(Segmentation dataset excerpts)
┄┄┄┄┄┄┄┄┄┄┄┄┄┄┄┄┄┄┄┄
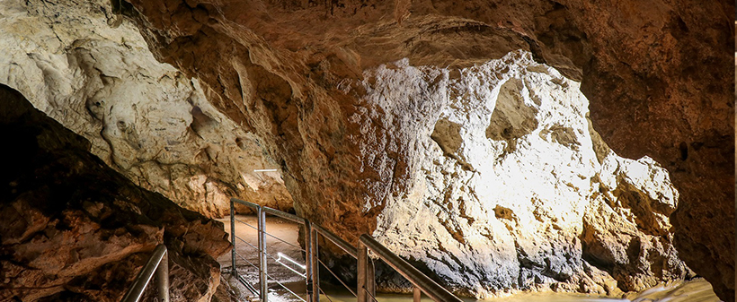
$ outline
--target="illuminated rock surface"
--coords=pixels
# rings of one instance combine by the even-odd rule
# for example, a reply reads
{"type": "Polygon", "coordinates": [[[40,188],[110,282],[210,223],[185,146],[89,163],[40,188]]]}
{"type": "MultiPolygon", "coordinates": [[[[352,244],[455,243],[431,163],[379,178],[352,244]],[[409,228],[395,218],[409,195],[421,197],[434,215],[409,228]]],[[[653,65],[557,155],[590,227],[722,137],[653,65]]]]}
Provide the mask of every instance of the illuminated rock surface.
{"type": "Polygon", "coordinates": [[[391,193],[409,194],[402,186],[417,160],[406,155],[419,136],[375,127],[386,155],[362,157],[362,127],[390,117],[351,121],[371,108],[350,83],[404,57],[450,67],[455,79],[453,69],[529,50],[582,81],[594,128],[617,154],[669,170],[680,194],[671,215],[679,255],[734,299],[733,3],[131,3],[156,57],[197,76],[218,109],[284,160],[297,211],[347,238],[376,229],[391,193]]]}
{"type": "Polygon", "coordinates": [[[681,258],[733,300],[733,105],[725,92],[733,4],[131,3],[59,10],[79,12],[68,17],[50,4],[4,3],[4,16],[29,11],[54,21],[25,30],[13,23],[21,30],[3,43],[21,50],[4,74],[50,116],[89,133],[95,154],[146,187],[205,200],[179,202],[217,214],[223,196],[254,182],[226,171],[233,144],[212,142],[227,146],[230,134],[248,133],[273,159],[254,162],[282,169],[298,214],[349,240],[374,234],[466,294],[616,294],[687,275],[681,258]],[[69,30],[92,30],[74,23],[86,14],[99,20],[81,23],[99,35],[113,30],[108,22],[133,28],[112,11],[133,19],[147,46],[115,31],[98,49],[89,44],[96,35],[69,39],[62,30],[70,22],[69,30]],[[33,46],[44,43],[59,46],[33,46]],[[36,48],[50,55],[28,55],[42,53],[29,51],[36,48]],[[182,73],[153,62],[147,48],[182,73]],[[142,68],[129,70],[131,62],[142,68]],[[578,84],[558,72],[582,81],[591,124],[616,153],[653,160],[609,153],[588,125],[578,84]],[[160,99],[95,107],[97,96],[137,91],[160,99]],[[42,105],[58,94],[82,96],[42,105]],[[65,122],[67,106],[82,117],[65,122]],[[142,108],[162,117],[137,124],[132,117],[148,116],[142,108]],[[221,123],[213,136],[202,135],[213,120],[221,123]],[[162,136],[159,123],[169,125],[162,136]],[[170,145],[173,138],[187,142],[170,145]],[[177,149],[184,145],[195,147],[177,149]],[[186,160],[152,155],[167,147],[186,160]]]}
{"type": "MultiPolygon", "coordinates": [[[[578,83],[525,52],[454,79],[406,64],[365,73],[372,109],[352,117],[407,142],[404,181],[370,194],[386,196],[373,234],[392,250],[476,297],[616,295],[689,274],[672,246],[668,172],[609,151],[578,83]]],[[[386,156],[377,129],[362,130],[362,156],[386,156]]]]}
┄┄┄┄┄┄┄┄┄┄┄┄┄┄┄┄┄┄┄┄
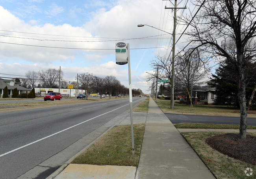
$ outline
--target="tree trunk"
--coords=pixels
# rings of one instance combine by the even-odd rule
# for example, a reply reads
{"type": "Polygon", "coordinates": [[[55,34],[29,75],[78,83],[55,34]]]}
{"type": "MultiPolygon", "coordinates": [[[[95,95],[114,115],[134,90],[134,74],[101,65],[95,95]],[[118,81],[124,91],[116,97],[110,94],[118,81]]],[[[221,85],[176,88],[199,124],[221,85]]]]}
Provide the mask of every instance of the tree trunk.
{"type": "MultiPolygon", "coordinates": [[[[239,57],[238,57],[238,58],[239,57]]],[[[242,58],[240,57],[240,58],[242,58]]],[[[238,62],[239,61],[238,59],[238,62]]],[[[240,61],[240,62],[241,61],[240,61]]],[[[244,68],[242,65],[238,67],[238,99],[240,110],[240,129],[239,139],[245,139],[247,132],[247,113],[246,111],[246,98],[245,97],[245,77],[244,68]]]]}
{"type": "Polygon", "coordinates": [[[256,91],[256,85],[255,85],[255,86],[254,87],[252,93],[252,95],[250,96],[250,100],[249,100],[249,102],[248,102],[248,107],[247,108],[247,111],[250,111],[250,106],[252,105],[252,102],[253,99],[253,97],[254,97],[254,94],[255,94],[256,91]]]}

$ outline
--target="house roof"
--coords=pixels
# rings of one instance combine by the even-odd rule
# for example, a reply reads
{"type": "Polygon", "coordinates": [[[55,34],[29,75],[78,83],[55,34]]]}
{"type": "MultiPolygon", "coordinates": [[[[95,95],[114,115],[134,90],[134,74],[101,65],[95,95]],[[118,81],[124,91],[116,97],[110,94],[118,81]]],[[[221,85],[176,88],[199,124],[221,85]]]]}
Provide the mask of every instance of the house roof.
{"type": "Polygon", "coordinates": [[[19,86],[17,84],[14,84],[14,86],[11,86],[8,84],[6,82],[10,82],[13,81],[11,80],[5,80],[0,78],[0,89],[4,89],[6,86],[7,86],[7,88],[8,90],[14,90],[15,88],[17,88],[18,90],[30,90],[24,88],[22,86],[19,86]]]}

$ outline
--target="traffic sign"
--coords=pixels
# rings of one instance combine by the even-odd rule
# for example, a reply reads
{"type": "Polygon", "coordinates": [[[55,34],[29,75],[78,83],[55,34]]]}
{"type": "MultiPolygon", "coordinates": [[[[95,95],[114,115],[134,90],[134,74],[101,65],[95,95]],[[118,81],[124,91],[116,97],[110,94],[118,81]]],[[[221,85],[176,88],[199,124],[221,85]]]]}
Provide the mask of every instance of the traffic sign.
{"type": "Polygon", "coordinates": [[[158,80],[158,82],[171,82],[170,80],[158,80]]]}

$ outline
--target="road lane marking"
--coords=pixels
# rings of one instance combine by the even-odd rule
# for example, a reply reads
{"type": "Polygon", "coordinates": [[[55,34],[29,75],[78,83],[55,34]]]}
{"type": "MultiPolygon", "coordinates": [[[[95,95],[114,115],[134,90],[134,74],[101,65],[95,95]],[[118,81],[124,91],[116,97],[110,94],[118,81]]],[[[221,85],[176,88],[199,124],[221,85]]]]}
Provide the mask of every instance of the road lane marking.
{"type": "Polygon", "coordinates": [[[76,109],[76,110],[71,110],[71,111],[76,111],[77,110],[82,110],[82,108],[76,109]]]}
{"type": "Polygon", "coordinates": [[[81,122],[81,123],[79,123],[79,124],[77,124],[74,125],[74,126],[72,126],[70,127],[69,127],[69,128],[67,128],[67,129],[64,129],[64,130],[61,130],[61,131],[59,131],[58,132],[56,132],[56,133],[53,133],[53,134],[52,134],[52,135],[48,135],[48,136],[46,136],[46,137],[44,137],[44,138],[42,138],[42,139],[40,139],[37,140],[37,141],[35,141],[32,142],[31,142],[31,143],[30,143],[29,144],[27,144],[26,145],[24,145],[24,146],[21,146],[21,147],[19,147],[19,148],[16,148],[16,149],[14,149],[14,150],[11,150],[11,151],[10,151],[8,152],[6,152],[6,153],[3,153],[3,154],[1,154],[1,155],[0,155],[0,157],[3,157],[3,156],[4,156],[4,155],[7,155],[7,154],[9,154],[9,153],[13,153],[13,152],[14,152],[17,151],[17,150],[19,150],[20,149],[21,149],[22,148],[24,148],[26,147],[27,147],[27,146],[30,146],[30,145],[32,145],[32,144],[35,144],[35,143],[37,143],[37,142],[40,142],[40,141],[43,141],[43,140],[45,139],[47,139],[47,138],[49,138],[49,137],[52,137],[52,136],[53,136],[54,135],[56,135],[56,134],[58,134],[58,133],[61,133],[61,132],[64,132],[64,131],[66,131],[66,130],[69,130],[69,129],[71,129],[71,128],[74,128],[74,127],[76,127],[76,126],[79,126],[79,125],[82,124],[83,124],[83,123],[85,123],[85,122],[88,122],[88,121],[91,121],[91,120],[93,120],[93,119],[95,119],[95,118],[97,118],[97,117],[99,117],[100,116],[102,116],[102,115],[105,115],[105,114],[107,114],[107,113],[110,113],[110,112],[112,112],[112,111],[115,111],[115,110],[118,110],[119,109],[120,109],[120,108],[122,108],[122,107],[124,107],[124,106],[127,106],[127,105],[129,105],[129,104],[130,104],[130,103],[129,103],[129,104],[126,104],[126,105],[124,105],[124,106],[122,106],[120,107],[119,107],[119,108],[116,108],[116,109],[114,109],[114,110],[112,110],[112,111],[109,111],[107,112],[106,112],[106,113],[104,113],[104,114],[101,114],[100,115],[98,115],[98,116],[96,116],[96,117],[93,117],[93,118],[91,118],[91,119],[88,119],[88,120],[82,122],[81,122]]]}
┄┄┄┄┄┄┄┄┄┄┄┄┄┄┄┄┄┄┄┄
-- WRITTEN EXERCISE --
Find each line in the rows above that contains the string "roof" and copy those lines out; matches must have the same case.

-- RESULT FOR THIS EXERCISE --
--target="house roof"
Provide the mask of every instance of the house roof.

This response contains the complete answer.